==== EXTRACTED MATERIAL ====
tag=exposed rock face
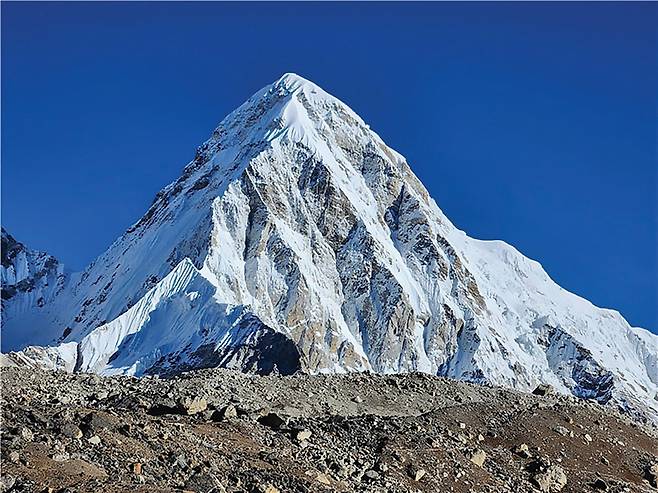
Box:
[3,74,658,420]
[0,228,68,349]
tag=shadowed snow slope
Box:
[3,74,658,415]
====
==== EXTRACTED MATERIAL ====
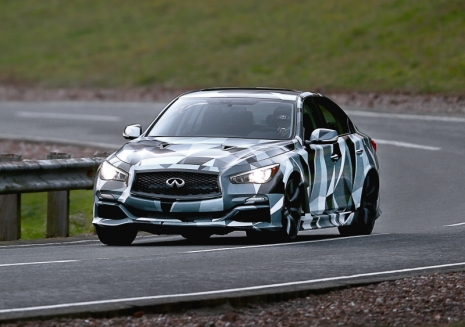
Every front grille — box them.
====
==== EXTRACTED MATERIAL ====
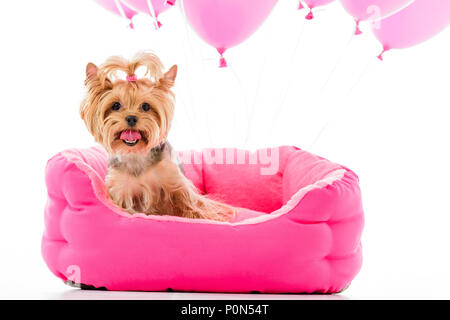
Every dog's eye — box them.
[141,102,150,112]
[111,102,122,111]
====
WHAT YOU NEED TO DO –
Which lines of the entries contain the word "them" with its case matching exactly? Pick out each of those lines and copy it.

SOLUTION TO THIS PROBLEM –
Every front grille — box them.
Every dog's eye — box them.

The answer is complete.